- _DOCUMENT SECTION_:
- Opening Delimiter -

“White Noise”

Susan Granger’s review of “White Noise” (Netflix)

Advertised as an absurdist comedy, Noah Baumbach’s “White Noise” is neither fanciful nor funny.

Adapted by Baumbach from Dom DiLillo’s minimalist satire, it revolves around how a Midwestern family in the 1980s copes with an environmental disaster and their fears of death.

Since each has been married three times before, middle-aged Jack Gladney (Adam Driver) and his wife Babette (Greta Gerwig) do their best to accommodate the various demands of their blended family. 

Although he’s unable to speak German, Jack teaches a Hitler Studies course at the (fictional) College-on-the-Hill, while Babette dabbles in self-help and secretly pops pharmaceuticals.

The catastrophe they must endure is caused by a horrific crash in which a distracted truck driver hauling explosive chemicals crashes into a freight train. The result is a huge, black, toxic cloud that ominously hovers above.

When ordered to evacuate their home, Jack, Babette and their kids pile into their huge Chevolet station wagon. Caught in a steady stream of cars, filled with panicked passengers, they’re headed toward shelter in a Boy Scout camp. There’s an endless stream of idle conversation, prompting Jack to observe that the family is ”the cradle of the world’s misinformation.”

Meanwhile, Jack’s academic colleague Murray Siskind (Don Cheadle), an Elvis Studies scholar, proclaims that supermarkets, particularly the local A&P, have become our nirvana. Actually, a long, concluding wide shot of the brightly lit A&P aisles and check-out counters is the creative highlight of the film.

- Closing Delimiter -

- _EXTRACTED INFORMATION_:
- Opening Delimiter -

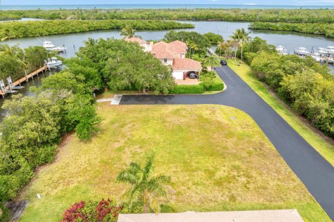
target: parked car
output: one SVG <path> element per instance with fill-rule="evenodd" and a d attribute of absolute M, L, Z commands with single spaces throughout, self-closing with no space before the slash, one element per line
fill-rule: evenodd
<path fill-rule="evenodd" d="M 196 74 L 194 74 L 194 73 L 190 74 L 189 78 L 196 78 Z"/>
<path fill-rule="evenodd" d="M 221 60 L 221 65 L 228 65 L 228 62 L 225 60 Z"/>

- Closing Delimiter -

- _TASKS TO COMPLETE_:
[1] Name every actor mentioned in the "White Noise" review, along with the character each one plays.
[2] Extend the "White Noise" review with a few more paragraphs, starting after its last sentence.

- _ANSWERS FOR THE EXERCISE_:
[1]
Adam Driver plays Jack Gladney.
Greta Gerwig plays Babette.
Don Cheadle plays Murray Siskind.

[2]
DiLillo’s highly-acclaimed 1985 novel was remarkably prescient about our consumerist,  conspiracy-plagued culture. Often deemed un-filmable because of its abstract ideas, both Barry Sonnenfeld and Michael Almereyda were attached to direct before Baumbach.

Unfortunately,  Baumbach’s interpretation is simply self-indulgent, spending far too much time focused on Gerwig’s tearful adultery confession and Driver’s seemingly inevitable reaction.

As advertised by the title, the result is ‘white noise,’ which is defined as an all-encompassing sound, embracing all frequencies, that masks all other sounds and is perceived as ‘static’ by the human ear.

So the question is: Do you really want to sit through two hours of dialogue drivel that’s as annoying as crackling static?

On the Granger Gauge of 1 to 10, “White Noise” is a frustrating 4, streaming on Netflix.